* [Exercise details]:
From the records that follow, return exactly the lines beginning at the one that contains "hey colleague, do me a solid and locate the utility" and ending at the one that contains "hey colleague, do me a solid and locate the glass", pictures left out.
[Given data Boundary: Start]
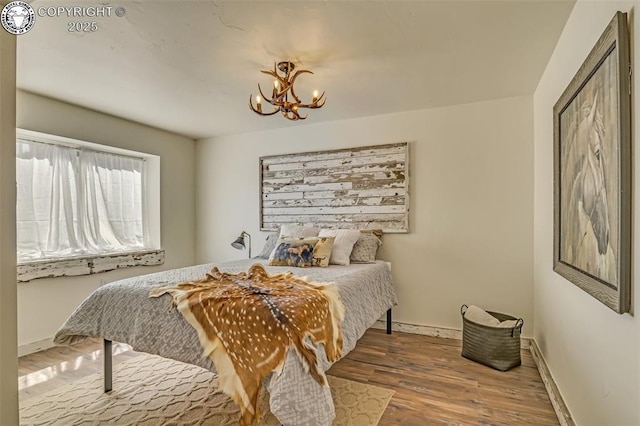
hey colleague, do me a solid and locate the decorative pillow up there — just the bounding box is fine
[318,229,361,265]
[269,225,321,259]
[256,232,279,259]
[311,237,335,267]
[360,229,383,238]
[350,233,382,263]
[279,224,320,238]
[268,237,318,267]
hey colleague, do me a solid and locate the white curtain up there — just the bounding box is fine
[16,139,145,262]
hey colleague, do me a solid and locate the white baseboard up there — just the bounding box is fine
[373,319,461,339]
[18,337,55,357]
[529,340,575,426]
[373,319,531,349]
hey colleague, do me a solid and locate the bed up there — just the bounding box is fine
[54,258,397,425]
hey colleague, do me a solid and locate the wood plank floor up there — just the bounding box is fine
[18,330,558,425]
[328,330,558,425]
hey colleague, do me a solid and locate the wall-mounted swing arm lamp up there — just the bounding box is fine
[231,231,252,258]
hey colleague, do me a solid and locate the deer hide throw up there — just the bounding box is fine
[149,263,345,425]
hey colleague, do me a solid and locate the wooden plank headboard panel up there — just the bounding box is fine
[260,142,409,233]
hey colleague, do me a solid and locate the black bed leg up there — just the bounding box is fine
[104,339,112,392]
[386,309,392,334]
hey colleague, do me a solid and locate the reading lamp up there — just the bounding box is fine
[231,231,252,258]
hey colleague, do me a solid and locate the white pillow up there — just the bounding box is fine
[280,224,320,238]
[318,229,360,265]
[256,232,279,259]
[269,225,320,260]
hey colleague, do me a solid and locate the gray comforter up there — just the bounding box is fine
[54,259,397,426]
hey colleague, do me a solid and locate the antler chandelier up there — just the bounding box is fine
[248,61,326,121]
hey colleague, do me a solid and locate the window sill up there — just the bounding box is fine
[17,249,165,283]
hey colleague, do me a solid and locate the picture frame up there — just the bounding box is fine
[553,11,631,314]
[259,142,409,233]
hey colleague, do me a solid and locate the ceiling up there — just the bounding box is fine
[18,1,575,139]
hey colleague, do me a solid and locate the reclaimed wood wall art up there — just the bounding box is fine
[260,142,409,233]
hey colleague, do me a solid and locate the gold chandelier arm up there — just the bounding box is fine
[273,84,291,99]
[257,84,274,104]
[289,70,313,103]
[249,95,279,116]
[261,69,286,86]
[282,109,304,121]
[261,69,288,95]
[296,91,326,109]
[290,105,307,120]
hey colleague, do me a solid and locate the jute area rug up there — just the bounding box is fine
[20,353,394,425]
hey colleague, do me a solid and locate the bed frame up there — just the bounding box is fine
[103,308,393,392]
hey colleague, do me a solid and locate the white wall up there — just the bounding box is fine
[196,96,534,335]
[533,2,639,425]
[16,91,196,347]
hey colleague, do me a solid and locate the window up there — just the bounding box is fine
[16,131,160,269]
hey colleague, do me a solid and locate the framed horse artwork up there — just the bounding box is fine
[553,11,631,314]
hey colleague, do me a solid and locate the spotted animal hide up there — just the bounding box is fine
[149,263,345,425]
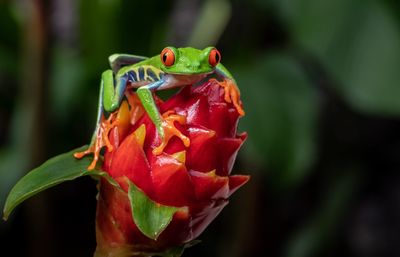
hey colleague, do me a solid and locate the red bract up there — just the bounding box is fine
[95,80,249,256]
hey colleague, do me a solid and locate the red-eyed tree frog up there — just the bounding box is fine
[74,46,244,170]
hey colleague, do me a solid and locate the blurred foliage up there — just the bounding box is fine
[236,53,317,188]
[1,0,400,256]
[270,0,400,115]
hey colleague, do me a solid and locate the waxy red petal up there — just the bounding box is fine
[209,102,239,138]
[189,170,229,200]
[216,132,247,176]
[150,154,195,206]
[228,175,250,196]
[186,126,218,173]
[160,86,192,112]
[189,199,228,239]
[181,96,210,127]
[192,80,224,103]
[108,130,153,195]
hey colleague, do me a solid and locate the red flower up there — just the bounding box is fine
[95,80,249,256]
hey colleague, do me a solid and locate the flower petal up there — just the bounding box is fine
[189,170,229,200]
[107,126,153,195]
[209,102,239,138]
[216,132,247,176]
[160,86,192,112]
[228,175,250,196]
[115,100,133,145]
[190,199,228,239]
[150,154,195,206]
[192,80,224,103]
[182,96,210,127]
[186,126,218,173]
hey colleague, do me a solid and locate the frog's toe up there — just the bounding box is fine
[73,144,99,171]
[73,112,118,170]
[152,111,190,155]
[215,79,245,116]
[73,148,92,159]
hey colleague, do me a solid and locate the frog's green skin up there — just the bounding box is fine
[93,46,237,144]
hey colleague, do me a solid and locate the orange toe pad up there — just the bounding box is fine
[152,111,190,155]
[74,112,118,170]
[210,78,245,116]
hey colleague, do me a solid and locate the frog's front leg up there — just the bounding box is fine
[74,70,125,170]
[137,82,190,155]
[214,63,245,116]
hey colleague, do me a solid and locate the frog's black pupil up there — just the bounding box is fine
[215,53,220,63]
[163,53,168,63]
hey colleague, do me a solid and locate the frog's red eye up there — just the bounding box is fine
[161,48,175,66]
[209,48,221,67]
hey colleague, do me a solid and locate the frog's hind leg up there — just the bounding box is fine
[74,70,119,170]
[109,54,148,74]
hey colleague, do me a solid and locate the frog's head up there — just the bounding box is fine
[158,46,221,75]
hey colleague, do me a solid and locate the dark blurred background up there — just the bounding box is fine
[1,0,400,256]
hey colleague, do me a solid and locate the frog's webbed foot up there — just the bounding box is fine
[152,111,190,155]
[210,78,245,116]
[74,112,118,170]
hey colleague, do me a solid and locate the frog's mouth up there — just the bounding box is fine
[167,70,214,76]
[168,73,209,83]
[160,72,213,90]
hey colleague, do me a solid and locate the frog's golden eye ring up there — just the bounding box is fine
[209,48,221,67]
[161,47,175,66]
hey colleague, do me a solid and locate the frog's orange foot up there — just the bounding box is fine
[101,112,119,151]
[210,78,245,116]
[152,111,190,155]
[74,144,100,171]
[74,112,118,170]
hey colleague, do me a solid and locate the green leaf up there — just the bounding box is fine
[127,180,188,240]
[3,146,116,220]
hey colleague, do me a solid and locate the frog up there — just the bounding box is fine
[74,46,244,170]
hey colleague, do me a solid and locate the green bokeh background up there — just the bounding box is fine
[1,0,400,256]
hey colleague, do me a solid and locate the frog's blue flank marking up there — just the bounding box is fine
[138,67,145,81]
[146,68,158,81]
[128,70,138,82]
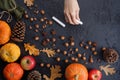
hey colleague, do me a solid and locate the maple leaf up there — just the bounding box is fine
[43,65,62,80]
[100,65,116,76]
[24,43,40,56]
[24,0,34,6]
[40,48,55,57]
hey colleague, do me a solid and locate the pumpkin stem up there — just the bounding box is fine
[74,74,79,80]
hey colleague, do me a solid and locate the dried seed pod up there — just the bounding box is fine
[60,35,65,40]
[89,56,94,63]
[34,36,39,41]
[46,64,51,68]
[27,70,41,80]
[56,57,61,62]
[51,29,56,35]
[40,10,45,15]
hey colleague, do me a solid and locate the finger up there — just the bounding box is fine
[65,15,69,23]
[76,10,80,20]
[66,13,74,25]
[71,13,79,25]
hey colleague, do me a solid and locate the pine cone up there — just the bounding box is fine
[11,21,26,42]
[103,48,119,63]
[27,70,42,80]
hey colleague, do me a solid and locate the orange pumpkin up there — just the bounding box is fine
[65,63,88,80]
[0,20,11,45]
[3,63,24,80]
[Given data Boundary: End]
[Given data Boundary: Start]
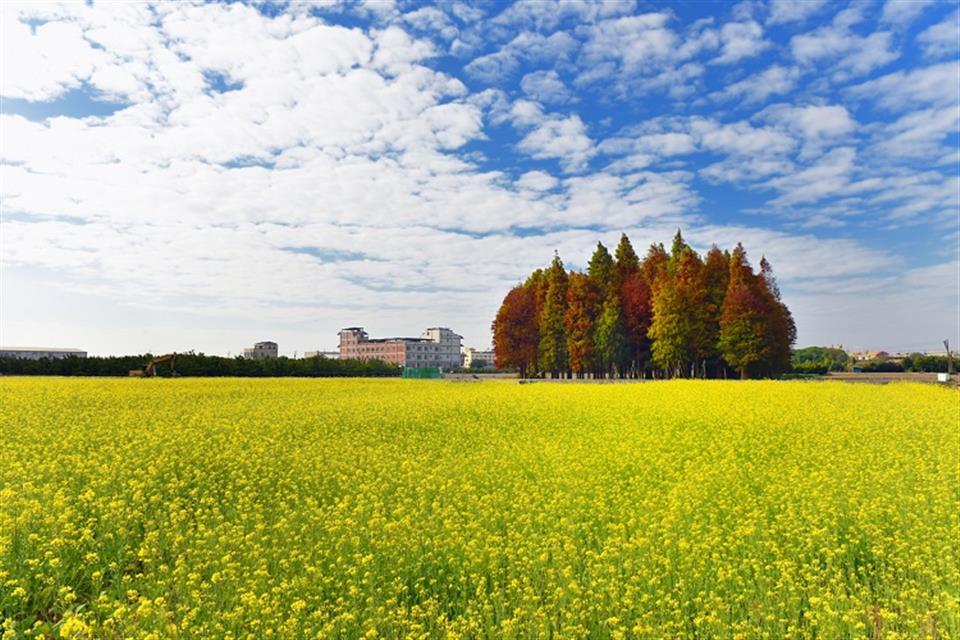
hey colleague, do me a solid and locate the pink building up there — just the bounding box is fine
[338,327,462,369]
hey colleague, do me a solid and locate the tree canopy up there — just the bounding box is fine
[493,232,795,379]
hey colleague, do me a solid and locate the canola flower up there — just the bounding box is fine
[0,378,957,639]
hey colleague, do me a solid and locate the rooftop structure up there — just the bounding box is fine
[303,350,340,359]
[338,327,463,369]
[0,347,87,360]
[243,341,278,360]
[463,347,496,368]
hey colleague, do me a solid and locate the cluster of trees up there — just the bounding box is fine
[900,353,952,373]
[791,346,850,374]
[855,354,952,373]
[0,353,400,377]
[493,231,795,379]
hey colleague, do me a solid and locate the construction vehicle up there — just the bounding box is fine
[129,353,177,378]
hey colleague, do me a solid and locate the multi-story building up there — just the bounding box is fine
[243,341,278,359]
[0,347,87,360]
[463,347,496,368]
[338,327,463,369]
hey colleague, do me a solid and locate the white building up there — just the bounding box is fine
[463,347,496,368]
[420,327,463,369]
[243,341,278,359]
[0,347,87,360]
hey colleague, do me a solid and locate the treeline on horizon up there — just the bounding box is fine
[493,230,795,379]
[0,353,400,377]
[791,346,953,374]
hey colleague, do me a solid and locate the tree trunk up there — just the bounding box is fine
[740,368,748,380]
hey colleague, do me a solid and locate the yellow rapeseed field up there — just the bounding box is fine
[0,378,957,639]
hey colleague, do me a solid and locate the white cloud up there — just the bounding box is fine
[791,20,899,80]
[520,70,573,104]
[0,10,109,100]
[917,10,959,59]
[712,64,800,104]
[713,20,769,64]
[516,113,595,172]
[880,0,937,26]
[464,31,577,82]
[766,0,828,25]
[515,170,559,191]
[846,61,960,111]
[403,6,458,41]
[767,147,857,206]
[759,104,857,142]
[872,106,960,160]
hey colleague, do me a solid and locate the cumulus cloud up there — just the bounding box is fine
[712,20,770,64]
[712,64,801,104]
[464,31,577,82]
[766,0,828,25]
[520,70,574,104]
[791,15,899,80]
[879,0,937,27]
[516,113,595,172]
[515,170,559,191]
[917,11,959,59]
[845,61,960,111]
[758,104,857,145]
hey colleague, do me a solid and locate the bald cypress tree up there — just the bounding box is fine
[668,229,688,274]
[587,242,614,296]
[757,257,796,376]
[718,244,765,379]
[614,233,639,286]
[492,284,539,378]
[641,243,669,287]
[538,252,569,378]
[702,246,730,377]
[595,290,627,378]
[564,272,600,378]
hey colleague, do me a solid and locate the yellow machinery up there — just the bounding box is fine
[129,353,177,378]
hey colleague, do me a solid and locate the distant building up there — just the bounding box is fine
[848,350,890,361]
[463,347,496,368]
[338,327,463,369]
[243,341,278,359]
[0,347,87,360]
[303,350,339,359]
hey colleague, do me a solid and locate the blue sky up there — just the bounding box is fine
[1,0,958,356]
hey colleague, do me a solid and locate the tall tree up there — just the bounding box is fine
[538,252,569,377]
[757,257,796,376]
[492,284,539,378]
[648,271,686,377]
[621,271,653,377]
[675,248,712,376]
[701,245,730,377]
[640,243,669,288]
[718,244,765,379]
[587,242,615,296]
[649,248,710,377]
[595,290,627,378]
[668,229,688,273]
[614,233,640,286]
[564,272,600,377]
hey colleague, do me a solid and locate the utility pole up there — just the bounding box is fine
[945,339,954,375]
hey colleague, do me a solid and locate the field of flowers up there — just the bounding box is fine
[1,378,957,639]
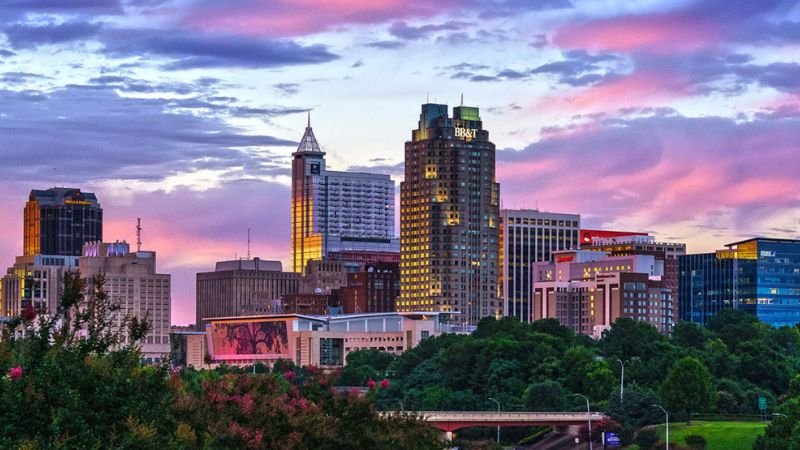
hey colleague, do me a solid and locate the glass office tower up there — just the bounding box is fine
[Given data Boundary: End]
* [Response to the task]:
hey colleague, do me a solid and locate the utility pole up there — just the bounding box is fine
[945,339,954,375]
hey colleague, do me a solid and locate the field of flowers up there — just the bounding box is fine
[1,378,957,639]
hey colleague, do me a solid and locate the glass office tower up there — just the bounding box is fine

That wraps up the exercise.